------ Items

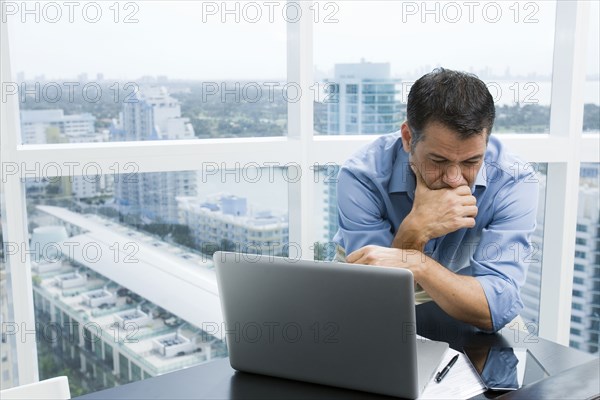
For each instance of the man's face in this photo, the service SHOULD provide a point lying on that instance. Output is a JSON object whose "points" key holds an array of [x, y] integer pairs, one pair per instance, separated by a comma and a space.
{"points": [[443, 159]]}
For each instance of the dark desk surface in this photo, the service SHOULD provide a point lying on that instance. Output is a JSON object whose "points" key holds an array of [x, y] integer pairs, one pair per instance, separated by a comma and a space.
{"points": [[217, 380]]}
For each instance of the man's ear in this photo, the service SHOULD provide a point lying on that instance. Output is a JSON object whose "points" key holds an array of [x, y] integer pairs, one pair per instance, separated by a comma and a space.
{"points": [[406, 137]]}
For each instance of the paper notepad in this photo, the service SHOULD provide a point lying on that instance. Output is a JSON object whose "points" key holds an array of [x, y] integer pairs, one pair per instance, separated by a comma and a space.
{"points": [[461, 382]]}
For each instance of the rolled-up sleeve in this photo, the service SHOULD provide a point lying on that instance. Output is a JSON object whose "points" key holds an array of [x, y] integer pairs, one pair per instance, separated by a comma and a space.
{"points": [[362, 219], [504, 252]]}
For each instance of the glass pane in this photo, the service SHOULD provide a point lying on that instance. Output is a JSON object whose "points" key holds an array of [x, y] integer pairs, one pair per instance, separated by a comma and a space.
{"points": [[591, 108], [530, 292], [124, 285], [326, 210], [366, 73], [8, 364], [585, 312], [193, 65]]}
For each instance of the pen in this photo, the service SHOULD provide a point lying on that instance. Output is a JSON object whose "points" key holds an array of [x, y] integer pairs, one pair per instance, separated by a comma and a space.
{"points": [[440, 375]]}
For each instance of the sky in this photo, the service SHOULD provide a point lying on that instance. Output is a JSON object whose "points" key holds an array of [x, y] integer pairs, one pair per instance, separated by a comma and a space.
{"points": [[199, 40]]}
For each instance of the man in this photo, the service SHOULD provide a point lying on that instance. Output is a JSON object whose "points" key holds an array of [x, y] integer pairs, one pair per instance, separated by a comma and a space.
{"points": [[445, 200]]}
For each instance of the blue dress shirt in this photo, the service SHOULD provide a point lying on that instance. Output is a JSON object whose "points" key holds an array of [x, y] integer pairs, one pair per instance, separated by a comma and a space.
{"points": [[375, 192]]}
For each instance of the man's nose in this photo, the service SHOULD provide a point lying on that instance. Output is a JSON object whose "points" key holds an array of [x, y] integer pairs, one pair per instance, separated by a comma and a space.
{"points": [[453, 176]]}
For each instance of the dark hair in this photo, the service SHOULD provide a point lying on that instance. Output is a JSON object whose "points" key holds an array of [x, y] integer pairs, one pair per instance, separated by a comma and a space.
{"points": [[458, 100]]}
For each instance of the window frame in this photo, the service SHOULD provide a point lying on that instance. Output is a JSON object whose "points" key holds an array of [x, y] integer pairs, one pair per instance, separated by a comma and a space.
{"points": [[564, 149]]}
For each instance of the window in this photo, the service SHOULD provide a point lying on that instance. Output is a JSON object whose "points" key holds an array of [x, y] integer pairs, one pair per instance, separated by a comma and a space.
{"points": [[228, 53], [521, 87], [588, 215], [131, 220]]}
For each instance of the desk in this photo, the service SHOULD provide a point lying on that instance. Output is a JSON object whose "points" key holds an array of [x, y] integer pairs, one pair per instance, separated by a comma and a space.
{"points": [[217, 380]]}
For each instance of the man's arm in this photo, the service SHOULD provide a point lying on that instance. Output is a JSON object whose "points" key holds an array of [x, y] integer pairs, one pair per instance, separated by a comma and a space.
{"points": [[435, 213], [462, 297], [490, 297], [360, 208]]}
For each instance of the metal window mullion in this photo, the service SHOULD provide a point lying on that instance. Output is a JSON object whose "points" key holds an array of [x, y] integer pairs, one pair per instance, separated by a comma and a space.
{"points": [[562, 188], [300, 131], [127, 157], [15, 232]]}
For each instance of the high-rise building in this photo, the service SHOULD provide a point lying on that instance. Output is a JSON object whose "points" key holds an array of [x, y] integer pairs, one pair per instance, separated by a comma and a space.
{"points": [[362, 99], [225, 222], [153, 115], [53, 126], [585, 307]]}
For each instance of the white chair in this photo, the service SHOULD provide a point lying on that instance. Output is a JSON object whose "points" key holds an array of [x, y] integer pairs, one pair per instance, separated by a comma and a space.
{"points": [[55, 389]]}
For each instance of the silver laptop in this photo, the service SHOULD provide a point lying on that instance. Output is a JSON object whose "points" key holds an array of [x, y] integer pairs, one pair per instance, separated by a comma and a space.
{"points": [[345, 325]]}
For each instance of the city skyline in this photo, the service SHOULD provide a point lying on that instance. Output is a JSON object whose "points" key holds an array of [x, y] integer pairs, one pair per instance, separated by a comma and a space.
{"points": [[106, 47]]}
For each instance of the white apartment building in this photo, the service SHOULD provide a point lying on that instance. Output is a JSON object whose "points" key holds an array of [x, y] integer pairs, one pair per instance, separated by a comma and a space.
{"points": [[153, 115], [362, 99], [75, 128], [123, 321], [225, 222]]}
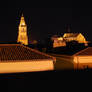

------------

Do this: Format every line of the data above as a JSON list of strings, one string per line, skipping any blank lines. Leave the pictures out of the list.

The response:
[
  "For each instance of the man's face in this photo, the service SHOULD provide a point lying on that instance. Output is a JSON object whose \"points\" key holds an array of [x, y] integer pairs, one pair per instance, separated by a comma and a space.",
  "{\"points\": [[443, 159]]}",
  "For each instance of the dark desk surface in this photo, the service SHOULD provide a point lying on that instance. Output is a JSON object whose \"points\" key holds an array of [x, y] integer pairs, one pair per instance, separated by a comma and a space.",
  "{\"points\": [[217, 380]]}",
  "For each instance of the man's ear in this photo, the service SHOULD provide a point lying on that instance. Output is a JSON object whose \"points\" key holds an array of [x, y] integer pairs, one pair per instance, separated by a comma and a space.",
  "{\"points\": [[406, 137]]}",
  "For each instance of the paper notepad in this photo, the service SHOULD provide a point lying on that instance. Output is a JSON object whose \"points\" key holds an array of [x, y] integer pairs, one pair per instance, separated by a comma and a space.",
  "{\"points\": [[461, 382]]}",
  "For each instance of the rolled-up sleeve in this photo, the service SHOULD provide a point lying on that instance. Output is a JSON object whose \"points\" key holds an array of [x, y] integer pairs, one pair per instance, separated by a comma and a space.",
  "{\"points\": [[362, 219], [504, 252]]}",
  "For each instance of the glass pane in this photo, the service SHOULD provide a point lying on that instance. Output is a JSON object whose \"points\" key holds an array of [x, y] integer pairs, one pair per instance, separated by a comma and a space.",
  "{\"points\": [[591, 108], [530, 292], [124, 285], [326, 210], [366, 73], [8, 364], [585, 312], [193, 65]]}",
  "For each instance of the pen in this photo, the service SHOULD provide a point lying on that instance. Output is a JSON object whose \"points\" key holds an array of [x, y] integer pairs, one pair per instance, separated by a comma and a space.",
  "{\"points\": [[440, 375]]}",
  "For each instance of the sky in this photo, the service SHOULD provide a point lying on that instance. Output is a JSON object whose \"points\" key holds an array of [x, y] integer pairs, one pair per instance, separated by a comma and a space.",
  "{\"points\": [[199, 40]]}",
  "For each instance of the man in this photo, the service SHOULD provide a point lying on that instance. Output is a JSON object whose \"points\" key holds an array of [x, y] integer pairs, one pair per instance, separated by a comma and a space.",
  "{\"points\": [[445, 200]]}",
  "For each instance of the blue dress shirt in this photo, the service SHOULD provide a point lying on that instance. Output is a JSON object whose \"points\" key holds an array of [x, y] integer pairs, one pair per instance, separated by a comma and a space.",
  "{\"points\": [[375, 192]]}",
  "For each instance of the man's nose in this photo, the service SHOULD provide a point lying on that instance. Output is a JSON object whose \"points\" key holds an array of [x, y] integer pairs, one pair per instance, separated by a comma and a space.",
  "{\"points\": [[453, 176]]}",
  "For each instance of the dark hair in this photo, the service SHOULD provide a point lying on that instance. Output is a JSON object whose \"points\" key holds an array of [x, y] integer pairs, one pair per instance, separated by a comma and a space.",
  "{\"points\": [[458, 100]]}",
  "For each instance of the window frame in this photo, the service SHOULD provide a point lying on that instance. Output is a JSON object whose \"points\" key holds an array of [x, y] integer pairs, one pair per instance, separated by a comma and a space.",
  "{\"points\": [[564, 149]]}",
  "For each instance of the window in this photo, the service SHOULD provide a point lying on that instance. Output is a JSON object whose \"points\" key holds an array of [x, y] integer pairs, one pair per instance, separated by a comma and a space.",
  "{\"points\": [[228, 53], [521, 87], [588, 215], [131, 220]]}",
  "For each instance of the desk in this photo, the service SHOULD provide a point lying on that instance. Output is a JSON object whose \"points\" key holds an array of [x, y] integer pairs, one pair per instance, separated by a comma and a space.",
  "{\"points\": [[217, 380]]}",
  "For each instance of the man's arm in this photo, the service SHOULD provide a point lying on that instance. Output is a JSON object whose \"points\" key holds an array of [x, y] integer pairs, one pair per instance, separated by a comma and a space.",
  "{\"points\": [[435, 213], [462, 297], [490, 297], [360, 208]]}",
  "For each instance of the metal window mullion in this photo, the service SHOULD provide a point lying on that instance. Output is a JSON object whose \"points\" key holds an array of [x, y] integer pairs, one pair per instance, separated by a comma and a space.",
  "{\"points\": [[562, 188], [300, 131], [127, 157], [15, 232]]}",
  "For each instance of the high-rise building in this photo, the service SHOULD provide a point lying on that instance. Output is a JSON object whose \"points\" key holds an array of [x, y] integer pairs, one pair per instance, separated by a comma and a space.",
  "{\"points\": [[362, 99], [225, 222], [153, 115], [53, 126], [585, 307]]}",
  "For each instance of the white chair in this photo, the service SHOULD provide a point lying on that instance. Output is a JSON object whose \"points\" key holds an array of [x, y] integer pairs, one pair per instance, separated by a comma and a space.",
  "{\"points\": [[55, 389]]}",
  "For each instance of the silver laptop in this photo, the service SHOULD provide a point lying on that instance. Output is a JSON object whose \"points\" key holds an array of [x, y] integer pairs, one pair per instance, separated by a comma and a space.",
  "{\"points\": [[345, 325]]}",
  "For each instance of the city skyline in this photo, the service SHOULD provide a point lying on that instance. Output is a JSON object whose \"points\" key holds an array of [x, y] integer pairs, one pair per instance, separated by a comma and a space.",
  "{\"points\": [[106, 47]]}",
  "For each instance of the white apartment building in this photo, the service SHOULD provide a point lying on that instance. Output is a JSON object whose \"points\" key holds an array of [x, y] integer pairs, one pair per instance, separated by a comma and a space.",
  "{\"points\": [[153, 115], [362, 99], [75, 128], [123, 321], [225, 222]]}"
]